Which leads us to the notion that the technology of civilization has brought about great inequities. Perhaps it has. But money is not the cause, money is simply the tool we use to measure those inequities--and as I've noted above, we don't even measure them very honestly.
People in power have always been able to accrue more of the fruits of civilization to themselves and deny them to others. This happened long before there was a banking industry to provide them with yet another way to do that via the technology of money.
Are some societies losing "connection" with its basis?
The basis of what? I'm not sure what the pronoun "it" refers to in your question. Some societies are losing the connection between their leaders and their constituents. This has been exacerbated in the twilight of the Industrial Era--as the Chinese curse goes, "May you live during interesting times." We'll see some major corrections over the next few generations as the post-industrial era takes shape. I predict that there won't be as many large corporations in an information-based economy, and that should do wonders for a more equitable distribution of wealth.
A great many societies have lost, or never built, the connection with neighboring societies. Anyone familiar with my posts knows that I place most of the blame for that major social evil on the so-called "great" religions which teach their members that they are better than their neighbors.
Well, It drives people so that they can have things they do not need, it's a complexity that controls people. Whether we have cars or not, it's success it based on profit.
Who decides what someone else needs? I'm a musician in my free time. I need a bass guitar, the electronic equipment to make it audible, and various other technology for learning and practicing songs. Many people regard music as one of the things that makes life worth living, so they need a stereo at home, one in their car, and one to take to the gym--because many people want to be stronger and healthier than they can get from their sedentary lives. Most people in the Western cultures need pets, and I have often opined that people and cultures who don't live with dogs often descend into barbarity.
Besides, some needs are more important than others. Surely by now everyone is familiar with
Maslow's Hierarchy of Needs: survival-security-love-esteem-fulfillment. Some people are not as strongly motivated and settle for a lower place on the hierarchy that doesn't require working very hard. Other people are driven to work harder and achieve more. How can anyone else measure those people's needs, particularly defining "fulfillment" for each of them?
Money still doesn't have anything to do with living.
You don't understand the technology of money. Money is nothing but a convenient, standardized record of goods and/or services you have provided to others, for which you have not yet demanded something in return. Money is your ability to satisfy a
future need, even if that future is merely tomorrow, when you convert the labor you expended selling machinery (or whatever you do) into next week's rent, groceries and electricity. At the very minimum, some day you will no longer be able to work and you'll use that money to provide the basic needs at the very bottom of Maslow's hierarchy: food and shelter. But as a person who was raised in the era of civilization, surely you will one day identify needs that today are not obvious to you because they are not survival- and security-level needs.
Yes I know this as well I guess my point isn't be well plotted. Money has created a new demise for people since its existence.
Every new technology has brought its share of grief. We're pack-social animals by instinct, and civilization itself forced us to learn to live in harmony and cooperation with total strangers, like a herd-social species. While most of us are happy to make that accommodation, the caveman inside us rebels against it often enough that a substantial segment of our government exists for the purpose of dealing with cavemen.
In aggregate, the average person lives far better today than he did five or six thousand years ago before civilizations became so prosperous that money was invented to keep track of obligations and deferred exchanges.

Supplied material
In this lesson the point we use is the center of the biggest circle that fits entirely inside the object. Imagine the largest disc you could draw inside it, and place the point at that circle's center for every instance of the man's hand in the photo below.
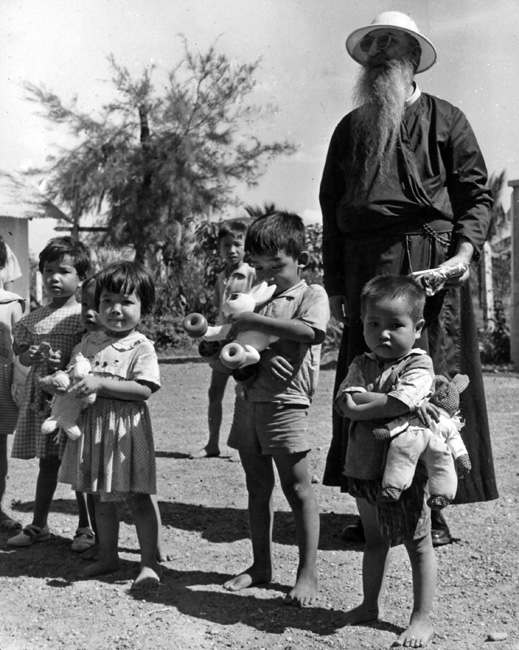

The problem
Please explain, in one to three sentences, why the discussion of money and civilization says money is not the cause of the inequities that civilization has brought about. The material that comes after the discussion of money and civilization is separate from it.

Exercise answer
Money is only the tool used to measure those inequities, not their cause. People in power have always been able to take more of civilization's fruits for themselves and deny them to others, and this happened long before there was a banking industry.